** Given instruction **
Can you reproduce every item below word for word, leaving out the pictures?

Excerpts of pointing data:

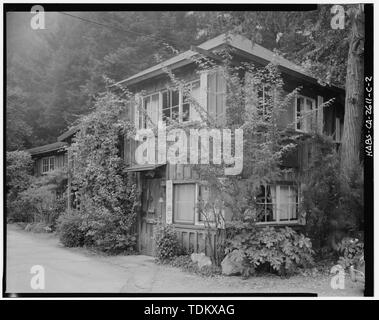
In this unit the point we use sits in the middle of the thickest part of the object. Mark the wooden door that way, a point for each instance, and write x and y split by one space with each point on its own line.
150 214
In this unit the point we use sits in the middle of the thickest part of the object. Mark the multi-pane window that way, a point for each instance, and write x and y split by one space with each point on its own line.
194 91
184 203
48 164
278 203
210 205
304 113
170 105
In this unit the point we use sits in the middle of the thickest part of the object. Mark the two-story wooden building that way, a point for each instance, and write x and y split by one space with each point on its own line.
170 192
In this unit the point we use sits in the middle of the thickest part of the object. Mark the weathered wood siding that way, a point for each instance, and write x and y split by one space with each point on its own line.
60 160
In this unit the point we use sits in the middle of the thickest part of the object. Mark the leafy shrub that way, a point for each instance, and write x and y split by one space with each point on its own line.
185 263
18 179
108 195
167 243
110 233
70 231
333 203
283 250
352 252
38 227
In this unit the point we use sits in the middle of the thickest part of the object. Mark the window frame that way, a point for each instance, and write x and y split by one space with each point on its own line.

** Written response **
In this unit the point we use sits in the middle of the thickest part of the object. Mark the wooden door that way, a point for each instance, and write x and y split by one space with each point on its own line.
150 214
In this unit the point we use sits in the middle of the thickest part of the object. Mark the multi-pane window that way, a point for each instance, and write x and y split by one space with each point on its own line.
194 91
184 203
48 164
278 203
210 205
304 113
170 105
In this unit the point we use sits in the middle of the thickest part of the object. Mark the two-story wooden building that way, a point for each instance, and write x and y split by one space with each point on its own line.
170 192
In this unit the point we use sits in the middle of the thickest part of the object. Mark the weathered wood siding that way, a point for each instance, and write x and y split by one space with each point on its own line.
60 160
In this unit the point we use sits in the middle of the thickest part of the object. Mark the leafy shrub that way, a point for each instance, and write x and y split by one space with each point on its own line.
185 263
18 179
108 195
167 243
110 233
70 231
333 203
283 250
352 252
38 227
In this unit the point we use sits in the middle of the thickest part of the object. Mark the window frame that way, a point for each instance, and write x and y split by one space with each point on its own line.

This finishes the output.